■ EXERCISE GOAL: Set down exactly, and only, the lines from the one with "Task: given the image, detect each building" to the final line of the entries, both included.

━━━ DATA SUPPLIED ━━━

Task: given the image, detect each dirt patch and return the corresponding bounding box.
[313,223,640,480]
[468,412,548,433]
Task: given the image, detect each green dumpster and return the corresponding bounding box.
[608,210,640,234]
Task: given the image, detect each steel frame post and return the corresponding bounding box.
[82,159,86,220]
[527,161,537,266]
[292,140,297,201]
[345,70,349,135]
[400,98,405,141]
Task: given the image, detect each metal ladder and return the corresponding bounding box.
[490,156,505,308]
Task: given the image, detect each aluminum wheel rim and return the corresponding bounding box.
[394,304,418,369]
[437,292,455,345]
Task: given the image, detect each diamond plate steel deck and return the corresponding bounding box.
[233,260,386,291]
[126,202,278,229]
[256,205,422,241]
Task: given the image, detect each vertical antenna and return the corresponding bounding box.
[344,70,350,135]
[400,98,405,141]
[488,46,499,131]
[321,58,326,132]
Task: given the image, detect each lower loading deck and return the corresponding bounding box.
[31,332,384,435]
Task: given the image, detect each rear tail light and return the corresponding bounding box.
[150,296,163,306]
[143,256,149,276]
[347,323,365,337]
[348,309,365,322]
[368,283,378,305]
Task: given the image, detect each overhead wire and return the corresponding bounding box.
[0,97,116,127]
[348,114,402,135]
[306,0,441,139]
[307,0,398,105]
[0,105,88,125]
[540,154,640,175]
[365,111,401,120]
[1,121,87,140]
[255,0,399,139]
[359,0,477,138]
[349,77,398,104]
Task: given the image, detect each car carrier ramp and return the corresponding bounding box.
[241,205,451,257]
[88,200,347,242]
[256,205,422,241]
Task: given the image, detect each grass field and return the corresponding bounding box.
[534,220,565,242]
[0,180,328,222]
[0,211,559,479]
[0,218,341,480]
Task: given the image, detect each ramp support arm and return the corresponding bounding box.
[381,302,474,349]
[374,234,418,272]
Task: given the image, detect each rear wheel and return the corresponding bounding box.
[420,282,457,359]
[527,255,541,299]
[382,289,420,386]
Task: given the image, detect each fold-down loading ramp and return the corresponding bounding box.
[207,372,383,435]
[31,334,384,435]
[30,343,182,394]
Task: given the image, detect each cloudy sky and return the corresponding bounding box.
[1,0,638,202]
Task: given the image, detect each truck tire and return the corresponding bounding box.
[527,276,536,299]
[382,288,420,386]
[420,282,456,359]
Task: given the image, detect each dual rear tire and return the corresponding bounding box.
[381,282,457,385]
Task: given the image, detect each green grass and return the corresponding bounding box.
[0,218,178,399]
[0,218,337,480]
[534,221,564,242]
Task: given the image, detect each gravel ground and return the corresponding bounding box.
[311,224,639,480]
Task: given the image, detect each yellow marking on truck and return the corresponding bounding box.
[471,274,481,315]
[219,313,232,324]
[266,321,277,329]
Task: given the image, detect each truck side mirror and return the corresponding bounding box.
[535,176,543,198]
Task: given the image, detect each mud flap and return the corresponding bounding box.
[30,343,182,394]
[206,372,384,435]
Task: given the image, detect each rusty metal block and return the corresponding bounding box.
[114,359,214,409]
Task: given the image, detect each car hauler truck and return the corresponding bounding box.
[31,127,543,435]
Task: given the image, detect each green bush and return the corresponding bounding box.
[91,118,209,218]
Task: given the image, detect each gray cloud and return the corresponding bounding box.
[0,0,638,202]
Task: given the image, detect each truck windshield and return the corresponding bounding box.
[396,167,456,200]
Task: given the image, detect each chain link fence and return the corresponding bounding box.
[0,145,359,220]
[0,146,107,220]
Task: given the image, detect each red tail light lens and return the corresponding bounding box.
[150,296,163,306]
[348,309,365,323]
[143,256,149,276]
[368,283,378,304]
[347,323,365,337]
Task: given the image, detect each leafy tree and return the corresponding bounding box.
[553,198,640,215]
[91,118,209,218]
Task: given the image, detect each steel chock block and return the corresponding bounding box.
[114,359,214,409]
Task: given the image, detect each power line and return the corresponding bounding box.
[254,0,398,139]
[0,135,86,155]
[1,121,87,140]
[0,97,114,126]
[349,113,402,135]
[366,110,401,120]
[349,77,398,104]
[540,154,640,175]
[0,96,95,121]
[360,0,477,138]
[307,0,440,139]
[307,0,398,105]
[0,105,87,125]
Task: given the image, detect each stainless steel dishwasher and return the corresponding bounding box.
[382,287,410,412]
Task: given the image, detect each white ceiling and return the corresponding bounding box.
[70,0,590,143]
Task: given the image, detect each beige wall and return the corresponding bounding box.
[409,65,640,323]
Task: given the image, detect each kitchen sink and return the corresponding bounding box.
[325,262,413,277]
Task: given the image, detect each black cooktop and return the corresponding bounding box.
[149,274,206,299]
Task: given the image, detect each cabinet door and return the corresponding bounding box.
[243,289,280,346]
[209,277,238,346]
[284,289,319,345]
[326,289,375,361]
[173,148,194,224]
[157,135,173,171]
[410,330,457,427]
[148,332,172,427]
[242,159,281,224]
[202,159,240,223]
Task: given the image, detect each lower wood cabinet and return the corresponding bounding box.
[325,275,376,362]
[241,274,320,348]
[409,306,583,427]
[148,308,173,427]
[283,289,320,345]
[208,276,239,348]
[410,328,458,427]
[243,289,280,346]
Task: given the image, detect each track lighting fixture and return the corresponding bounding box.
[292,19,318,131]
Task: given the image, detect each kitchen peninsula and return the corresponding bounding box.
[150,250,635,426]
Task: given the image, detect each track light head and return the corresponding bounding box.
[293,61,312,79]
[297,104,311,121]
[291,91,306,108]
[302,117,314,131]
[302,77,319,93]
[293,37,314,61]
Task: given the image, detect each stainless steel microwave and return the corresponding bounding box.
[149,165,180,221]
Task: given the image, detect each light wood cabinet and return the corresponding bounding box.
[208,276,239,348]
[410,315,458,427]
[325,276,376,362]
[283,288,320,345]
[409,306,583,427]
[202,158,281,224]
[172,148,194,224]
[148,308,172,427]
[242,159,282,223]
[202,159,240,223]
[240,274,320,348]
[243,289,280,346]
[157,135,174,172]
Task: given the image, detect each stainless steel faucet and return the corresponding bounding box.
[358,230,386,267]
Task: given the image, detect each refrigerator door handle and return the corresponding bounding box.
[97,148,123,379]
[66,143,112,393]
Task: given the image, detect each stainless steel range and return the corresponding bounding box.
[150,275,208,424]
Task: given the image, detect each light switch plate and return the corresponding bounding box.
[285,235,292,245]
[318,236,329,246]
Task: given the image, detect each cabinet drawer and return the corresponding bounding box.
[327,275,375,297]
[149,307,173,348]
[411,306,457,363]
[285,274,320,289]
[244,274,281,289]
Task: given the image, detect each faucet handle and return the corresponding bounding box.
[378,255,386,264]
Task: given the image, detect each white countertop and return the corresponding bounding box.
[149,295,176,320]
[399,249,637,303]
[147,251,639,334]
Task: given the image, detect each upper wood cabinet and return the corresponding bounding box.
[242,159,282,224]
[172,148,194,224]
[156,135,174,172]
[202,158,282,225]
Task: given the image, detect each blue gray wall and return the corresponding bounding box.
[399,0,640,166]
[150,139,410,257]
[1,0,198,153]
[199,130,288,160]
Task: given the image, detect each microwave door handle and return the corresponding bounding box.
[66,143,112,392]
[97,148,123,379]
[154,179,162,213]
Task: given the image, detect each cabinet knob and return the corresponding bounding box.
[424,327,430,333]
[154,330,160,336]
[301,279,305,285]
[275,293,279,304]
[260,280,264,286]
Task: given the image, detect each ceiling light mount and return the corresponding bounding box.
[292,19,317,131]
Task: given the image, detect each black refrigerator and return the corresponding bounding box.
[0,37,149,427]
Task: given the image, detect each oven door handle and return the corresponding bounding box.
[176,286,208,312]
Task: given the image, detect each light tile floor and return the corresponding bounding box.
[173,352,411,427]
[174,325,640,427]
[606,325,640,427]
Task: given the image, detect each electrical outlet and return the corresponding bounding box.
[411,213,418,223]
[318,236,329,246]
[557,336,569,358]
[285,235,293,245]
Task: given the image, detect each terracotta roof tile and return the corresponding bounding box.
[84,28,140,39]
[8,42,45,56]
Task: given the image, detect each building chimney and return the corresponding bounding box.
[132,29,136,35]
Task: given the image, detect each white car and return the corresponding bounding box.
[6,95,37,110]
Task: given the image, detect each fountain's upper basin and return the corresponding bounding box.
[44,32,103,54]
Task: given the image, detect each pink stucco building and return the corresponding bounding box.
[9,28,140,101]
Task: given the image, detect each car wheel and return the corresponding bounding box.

━━━

■ RESPONSE:
Task: given the image, detect each building chimney and return the corresponding bounding box.
[132,29,136,35]
Task: given the image, detect each white car and return the corresponding bounding box.
[6,95,37,110]
Task: given the image, detect each fountain's upper basin and return the corresponding bounding box.
[44,32,103,54]
Task: given the image, detect each pink stucco building and return the corresponding bounding box.
[9,28,140,101]
Task: given the image, detect each car wheel and return the corresponding bounding box.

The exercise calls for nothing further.